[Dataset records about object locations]
--- BEGIN ---
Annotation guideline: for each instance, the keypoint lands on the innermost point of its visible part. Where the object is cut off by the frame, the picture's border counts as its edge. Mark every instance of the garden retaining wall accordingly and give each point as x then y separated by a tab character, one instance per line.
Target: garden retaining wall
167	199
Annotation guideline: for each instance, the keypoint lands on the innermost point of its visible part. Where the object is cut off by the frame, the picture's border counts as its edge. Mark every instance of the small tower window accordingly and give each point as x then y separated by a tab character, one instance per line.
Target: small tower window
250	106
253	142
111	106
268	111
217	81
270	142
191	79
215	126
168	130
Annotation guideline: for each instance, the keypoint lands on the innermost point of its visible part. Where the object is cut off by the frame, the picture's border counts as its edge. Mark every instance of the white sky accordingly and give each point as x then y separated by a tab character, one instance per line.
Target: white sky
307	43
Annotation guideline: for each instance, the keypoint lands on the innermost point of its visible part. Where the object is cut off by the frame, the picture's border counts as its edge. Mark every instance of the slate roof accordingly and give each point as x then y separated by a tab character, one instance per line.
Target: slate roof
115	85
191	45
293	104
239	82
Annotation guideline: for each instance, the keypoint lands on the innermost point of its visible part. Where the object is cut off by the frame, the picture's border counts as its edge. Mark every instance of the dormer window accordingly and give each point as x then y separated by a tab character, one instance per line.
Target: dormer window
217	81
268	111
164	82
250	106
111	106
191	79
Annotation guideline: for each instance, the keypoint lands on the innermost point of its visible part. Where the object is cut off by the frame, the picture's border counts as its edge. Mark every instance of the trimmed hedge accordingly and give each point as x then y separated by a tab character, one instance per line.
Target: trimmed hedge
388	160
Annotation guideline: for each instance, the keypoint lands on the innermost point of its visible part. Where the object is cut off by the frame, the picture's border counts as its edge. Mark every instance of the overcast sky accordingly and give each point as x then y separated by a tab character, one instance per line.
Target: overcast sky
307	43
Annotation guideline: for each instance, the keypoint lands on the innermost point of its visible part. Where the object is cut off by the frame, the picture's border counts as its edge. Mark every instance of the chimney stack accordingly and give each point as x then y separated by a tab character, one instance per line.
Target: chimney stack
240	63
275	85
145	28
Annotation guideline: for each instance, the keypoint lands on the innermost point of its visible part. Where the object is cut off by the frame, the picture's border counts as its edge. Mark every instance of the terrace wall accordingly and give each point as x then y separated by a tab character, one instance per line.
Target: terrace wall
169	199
--- END ---
_DIRECTIONS FOR THIS TASK_:
Every line of the material must be returned exactly as it appears.

_WRITTEN REPLY_:
Annotation guideline: for each instance, the keypoint lands on the innermost point of its visible part. Where the object is cut off by the frame, the picture's border counts as its edge. Mark every instance of the garden retaining wall accordingly and give each point as x then y separated by a tab character, one instance per line.
Target: garden retaining wall
167	199
Annotation guideline: for each instance, the keypoint lands on the innermost point of its visible part. Where the object is cut off by the frame, the picture's border counts as its edge. Mark every instance of the small tower window accordingly and give each point as x then y separated by a tab character, one instance per line.
Target: small tower window
250	106
253	142
111	106
268	111
217	81
270	142
191	79
215	126
168	130
Annotation guideline: for each instance, the keypoint lands on the innermost point of its visible part. Where the object is cut off by the frame, the picture's border counts as its edge. Mark every instance of the white sky accordingly and give each point as x then y separated by a tab character, one instance per line.
Target: white sky
307	43
Annotation guideline: for each instance, the keypoint lands on the innermost point of its visible part. Where the object is cut off by the frame, the picture's border counts as its edge. Mark every instance of the slate roof accordingly and give each point as x then y separated by a tab character, one instance per line.
Target: slate roof
115	85
191	45
293	104
239	82
Annotation guideline: for each instance, the keypoint lands on the innermost point of its visible part. Where the object is cut off by the frame, the picture's border counts as its edge. Mark every instance of the dormer window accordingly and give each point as x then y separated by a tab character, one instance per line.
Target: dormer window
217	81
268	111
164	82
250	106
111	106
191	79
Annotation guideline: for each instance, the keypoint lands on the innermost point of its visible part. Where the object is cut off by the frame, the picture's border counts as its edge. Mark every instance of the trimmed hedge accordingly and give each point as x then y separated by a tab character, one instance per line.
Target: trimmed hedge
388	160
Annotation guideline: for each instance, the keypoint lands on the innermost point of its visible part. Where the object is cut off by the frame, the picture's border counts as its edge. Mark every instance of the overcast sky accordingly and give each point as x then y separated by a tab character, one instance per line.
Target: overcast sky
307	43
Annotation guideline: for each instance, the keypoint lands on the innermost point of its visible part. Where the object is cut off by the frame, the picture's border counts as its edge. Mark every instance of the chimney stack accordingly and give each point as x then y separated by a tab character, one instance per line.
Target: chimney stack
240	63
275	85
145	28
Annotation guideline: for each instance, the keypoint lands on the innermost point of its visible part. Where the object is cut off by the frame, the picture's border counts as its edge. Mark every instance of the terrace wall accordingly and give each point as x then y separated by a tab character, one instance per line.
Target: terrace wall
169	199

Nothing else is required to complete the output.